> [DOCUMENT TEXT]:
Monday, November 16, 2009

What writing poetry requires

It requires regular (preferably weekly) practice. Facing the blank page regularly. What to leave behind? Negative or excusing inner voices saying, repeating “I can’t write today”, “I’ve no ideas”, I’ve got a backlog of other things to do”.

The poet is threatened by time, the telephone, the internet inbox, the lure of sunshine and walking outside away from bullring of the blank page.

The blank page is daunting but not writing induces guilt, despondency, erosion of our compass and rudder.

Facing the blank page is where we learn…and what is knowledge? –an attempt to pierce fog, murk, swamp, darkness, to reveal, to illuminate and by doing so we set an example.

The poets we admire, they have written their poems. Look at their poems, the choice and order of their words, but the narrator in your poems should be you, or one of your selves that has key, amusing or thought-provoking things to show or convey.

Writing a poem involves focus and calm simultaneously, even if the subject matter may be difficult and costly.

Writing poetry involves control and sometimes letting go of the steering wheel .

Writing poetry involves gathering what people say, how they look, what they do or refrain from doing.

Writing poetry involves noticing the shape and veins on a leaf, what the sea, night-time, and waking today, holds and means.

Writing poetry involves sifting, selecting, deciding which paints and brushstrokes to try,

which to retain.

Writing poetry involves thinking about people and life, thinking about important questions.

> [WHAT YOU NEED TO DO]:
**A)** In the passage on writing poetry, take the part that opens with the words containing "Writing a poem" and closes with "refrain from doing.", and write it out again with "steering wheel" substituted by "handlebars".
**B)** Pick up the passage on what writing poetry requires after its final line and carry it further.
The records that follow were taken from a separate source unrelated to the passage on writing poetry.

> [EXCERPTED RECORDS]:
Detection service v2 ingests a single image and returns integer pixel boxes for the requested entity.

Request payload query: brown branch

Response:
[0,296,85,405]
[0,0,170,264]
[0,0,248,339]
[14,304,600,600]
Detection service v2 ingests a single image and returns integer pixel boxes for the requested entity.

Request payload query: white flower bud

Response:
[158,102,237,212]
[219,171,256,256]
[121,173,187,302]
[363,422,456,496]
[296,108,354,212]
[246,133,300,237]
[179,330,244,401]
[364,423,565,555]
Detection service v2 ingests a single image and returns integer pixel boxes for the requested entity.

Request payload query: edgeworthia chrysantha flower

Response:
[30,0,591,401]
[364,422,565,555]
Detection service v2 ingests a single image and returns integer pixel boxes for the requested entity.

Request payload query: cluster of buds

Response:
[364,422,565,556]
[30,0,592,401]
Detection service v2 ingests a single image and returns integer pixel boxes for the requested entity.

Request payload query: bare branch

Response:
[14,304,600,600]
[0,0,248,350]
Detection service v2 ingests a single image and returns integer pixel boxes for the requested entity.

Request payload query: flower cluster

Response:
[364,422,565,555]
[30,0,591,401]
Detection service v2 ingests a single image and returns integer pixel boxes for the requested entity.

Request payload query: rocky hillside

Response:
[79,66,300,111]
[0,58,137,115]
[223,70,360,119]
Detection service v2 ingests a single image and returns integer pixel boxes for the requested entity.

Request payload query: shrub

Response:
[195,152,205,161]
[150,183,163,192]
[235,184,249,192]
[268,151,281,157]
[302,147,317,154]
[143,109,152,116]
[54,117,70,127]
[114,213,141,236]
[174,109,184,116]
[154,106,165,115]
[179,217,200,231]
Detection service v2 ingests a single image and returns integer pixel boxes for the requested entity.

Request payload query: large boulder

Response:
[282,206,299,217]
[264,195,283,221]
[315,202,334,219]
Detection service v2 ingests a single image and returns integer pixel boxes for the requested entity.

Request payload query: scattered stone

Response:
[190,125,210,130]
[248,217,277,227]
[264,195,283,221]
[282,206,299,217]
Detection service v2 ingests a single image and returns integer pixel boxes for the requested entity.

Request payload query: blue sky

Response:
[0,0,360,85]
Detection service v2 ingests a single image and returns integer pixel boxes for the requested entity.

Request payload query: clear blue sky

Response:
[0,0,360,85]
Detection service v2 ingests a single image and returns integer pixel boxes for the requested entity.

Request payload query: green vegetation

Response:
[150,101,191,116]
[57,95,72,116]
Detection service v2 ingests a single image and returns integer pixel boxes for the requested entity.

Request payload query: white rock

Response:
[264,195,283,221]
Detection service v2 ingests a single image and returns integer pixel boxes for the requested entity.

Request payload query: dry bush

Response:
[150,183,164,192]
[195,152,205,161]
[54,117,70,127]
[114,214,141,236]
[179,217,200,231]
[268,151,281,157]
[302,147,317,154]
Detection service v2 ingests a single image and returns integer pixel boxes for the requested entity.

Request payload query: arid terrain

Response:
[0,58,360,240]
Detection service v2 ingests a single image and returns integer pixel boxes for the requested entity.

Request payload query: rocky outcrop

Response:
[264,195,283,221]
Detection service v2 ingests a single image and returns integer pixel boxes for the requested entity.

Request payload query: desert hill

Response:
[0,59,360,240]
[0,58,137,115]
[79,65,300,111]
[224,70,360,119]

> [FINAL RESULTS]:
**A)**
Writing a poem involves focus and calm simultaneously, even if the subject matter may be difficult and costly.

Writing poetry involves control and sometimes letting go of the handlebars .

Writing poetry involves gathering what people say, how they look, what they do or refrain from doing.

**B)**
Reading and writing go together. Reading contemporary poetry, history, crime fiction and biographies, have given and continue to give me nourishment. Images, facts, pictures, characters, personalities from this pleasurable reading have given me many seeds for poems.

Much writing is a mix of personal/historical fact and the imagination. Both careful and vigorous mixing of fact and imagination has given and continues to give us engaging pieces of writing.

Literature survives due to our writers utilizing image and story. To ignore image and story is to have a hulk of words without windows, an engine or a colourful driver.

Tell the reader, the listener, the truth of your life, how you have perceived yourself, those around you, your neighbourhood and country, this spinning and phenomenal earth.

Writing involves courage, crossing the tundra of the blank page, but you can turn that blank page into a dancehall, a boudoir, the Amazon river, a mirror.

Writing is about the reality of putting words on paper or on a computer screen. I’ve written this today. Now I can move on to the next piece of writing, my next appointment with putting one word foot in front of the other, something that toddlers, pilgrims, explorers and sages do.